RECORDS PROVIDED Block Start

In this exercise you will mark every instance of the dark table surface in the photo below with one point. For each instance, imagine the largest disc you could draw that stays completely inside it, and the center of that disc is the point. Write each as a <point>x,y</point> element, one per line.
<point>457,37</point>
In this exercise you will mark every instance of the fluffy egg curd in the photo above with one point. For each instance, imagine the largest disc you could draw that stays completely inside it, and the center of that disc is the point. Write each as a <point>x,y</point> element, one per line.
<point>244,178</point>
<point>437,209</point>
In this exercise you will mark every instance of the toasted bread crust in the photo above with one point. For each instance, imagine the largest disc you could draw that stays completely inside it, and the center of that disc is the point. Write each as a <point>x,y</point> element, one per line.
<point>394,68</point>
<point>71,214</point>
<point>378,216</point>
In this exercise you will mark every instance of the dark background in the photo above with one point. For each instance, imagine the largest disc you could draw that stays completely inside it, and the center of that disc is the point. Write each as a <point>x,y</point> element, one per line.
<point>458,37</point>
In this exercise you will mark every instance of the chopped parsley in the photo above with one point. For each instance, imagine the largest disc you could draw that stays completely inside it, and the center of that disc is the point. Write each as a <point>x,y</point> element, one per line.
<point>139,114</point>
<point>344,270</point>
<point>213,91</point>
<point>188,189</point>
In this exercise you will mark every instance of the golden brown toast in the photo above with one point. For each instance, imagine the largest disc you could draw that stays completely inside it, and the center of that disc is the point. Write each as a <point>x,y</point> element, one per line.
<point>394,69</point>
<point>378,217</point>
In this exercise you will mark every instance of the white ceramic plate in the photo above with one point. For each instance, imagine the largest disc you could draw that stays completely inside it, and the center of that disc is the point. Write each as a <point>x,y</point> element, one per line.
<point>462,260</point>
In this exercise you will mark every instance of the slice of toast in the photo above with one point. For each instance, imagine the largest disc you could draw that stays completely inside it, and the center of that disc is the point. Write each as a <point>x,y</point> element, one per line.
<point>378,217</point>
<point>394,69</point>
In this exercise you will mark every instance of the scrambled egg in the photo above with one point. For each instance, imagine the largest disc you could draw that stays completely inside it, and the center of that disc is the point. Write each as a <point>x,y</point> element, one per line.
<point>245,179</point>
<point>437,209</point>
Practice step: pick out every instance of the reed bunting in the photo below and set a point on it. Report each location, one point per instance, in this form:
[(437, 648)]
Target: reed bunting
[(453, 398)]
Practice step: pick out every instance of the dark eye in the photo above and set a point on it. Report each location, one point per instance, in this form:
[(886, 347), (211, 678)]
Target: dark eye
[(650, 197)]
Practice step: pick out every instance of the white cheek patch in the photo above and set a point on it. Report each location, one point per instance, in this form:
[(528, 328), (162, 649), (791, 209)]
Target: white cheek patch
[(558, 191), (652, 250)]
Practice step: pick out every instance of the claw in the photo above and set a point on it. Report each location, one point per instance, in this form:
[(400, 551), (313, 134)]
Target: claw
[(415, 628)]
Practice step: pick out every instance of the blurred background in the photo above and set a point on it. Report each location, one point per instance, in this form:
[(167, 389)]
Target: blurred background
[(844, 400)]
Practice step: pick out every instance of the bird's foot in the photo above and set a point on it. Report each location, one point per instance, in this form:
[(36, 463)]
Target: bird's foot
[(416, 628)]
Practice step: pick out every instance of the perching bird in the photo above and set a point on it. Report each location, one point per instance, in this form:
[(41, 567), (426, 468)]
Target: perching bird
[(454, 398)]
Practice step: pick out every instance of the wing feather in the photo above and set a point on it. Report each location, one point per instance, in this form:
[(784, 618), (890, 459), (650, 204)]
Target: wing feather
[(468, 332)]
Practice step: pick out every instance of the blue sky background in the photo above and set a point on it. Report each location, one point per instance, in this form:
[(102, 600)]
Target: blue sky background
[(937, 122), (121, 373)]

RECORDS PROVIDED Block End

* WORK ITEM
Check each line of the records for the word "location", then state how many lines have it, as a number only.

* PROBLEM SOLUTION
9